* _YOUR TASK_
Copy out each of the records below word for word, leaving every line unchanged.

* _RECORDS TO USE_
Begin
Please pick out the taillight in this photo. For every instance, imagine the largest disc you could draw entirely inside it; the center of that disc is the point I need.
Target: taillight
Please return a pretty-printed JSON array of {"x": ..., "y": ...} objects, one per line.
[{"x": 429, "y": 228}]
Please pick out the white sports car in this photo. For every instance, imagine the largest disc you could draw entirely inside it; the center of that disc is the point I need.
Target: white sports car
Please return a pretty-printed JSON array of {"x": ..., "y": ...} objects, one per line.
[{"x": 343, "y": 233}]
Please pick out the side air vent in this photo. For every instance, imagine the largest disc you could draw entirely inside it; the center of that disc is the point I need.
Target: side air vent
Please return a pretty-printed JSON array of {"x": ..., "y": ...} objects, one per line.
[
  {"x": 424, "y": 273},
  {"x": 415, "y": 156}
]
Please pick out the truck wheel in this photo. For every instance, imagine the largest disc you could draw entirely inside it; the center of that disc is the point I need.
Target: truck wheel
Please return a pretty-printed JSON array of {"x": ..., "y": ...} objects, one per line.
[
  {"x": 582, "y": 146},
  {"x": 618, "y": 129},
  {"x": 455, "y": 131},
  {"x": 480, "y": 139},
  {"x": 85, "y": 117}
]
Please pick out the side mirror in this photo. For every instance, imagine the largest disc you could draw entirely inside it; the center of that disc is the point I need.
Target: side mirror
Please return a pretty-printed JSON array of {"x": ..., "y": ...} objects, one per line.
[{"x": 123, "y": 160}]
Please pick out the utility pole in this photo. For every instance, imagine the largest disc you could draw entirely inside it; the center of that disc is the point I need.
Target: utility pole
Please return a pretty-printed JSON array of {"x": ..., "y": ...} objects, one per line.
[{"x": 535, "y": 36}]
End
* _WRITTEN SOLUTION_
Please pick out the taillight in this photo. For every instance, imagine the largest disc you could draw entirely inside it; the center of that disc is the point I need.
Target: taillight
Please return a pretty-printed JSON array of {"x": ..., "y": ...} objects, one per line.
[{"x": 429, "y": 228}]
Please pick out the white sports car in this photo. For every instance, imagine the largest disc you could draw entirely inside it; the center of that disc is the point I need.
Target: white sports car
Please return a pretty-printed JSON array of {"x": ..., "y": ...} objects, one per line.
[{"x": 343, "y": 233}]
Please pick out the side air vent in this photo. For every instance, imagine the largest disc you could draw entirely inside it; the center of that disc is the point I need.
Target: side air vent
Please return a pretty-printed JSON array of {"x": ..., "y": ...} objects, one per line.
[
  {"x": 424, "y": 273},
  {"x": 415, "y": 156}
]
Please pick out the truck wheel in this photo. For every instance, imagine the largest disc you could draw entirely inside it; the center of that disc is the point I need.
Target: truck wheel
Please return a pretty-printed JSON array of {"x": ..., "y": ...} objects, one per line.
[
  {"x": 582, "y": 146},
  {"x": 618, "y": 129},
  {"x": 455, "y": 131},
  {"x": 480, "y": 139},
  {"x": 85, "y": 117}
]
Please pick out the side mirror in this photo. For every instance, imagine the largest disc you could draw entirely inside it; the center of that disc is the point I need.
Target: side mirror
Please return a pretty-printed JSON array of {"x": ..., "y": ...} objects, one per line.
[{"x": 123, "y": 160}]
Please pick out the utility pole in this photo. For every instance, imagine the largest disc you could draw entirely inside it; the center of that disc is the point I need.
Target: utility pole
Please return a pretty-printed JSON array of {"x": ..., "y": ...} objects, one per line.
[{"x": 535, "y": 36}]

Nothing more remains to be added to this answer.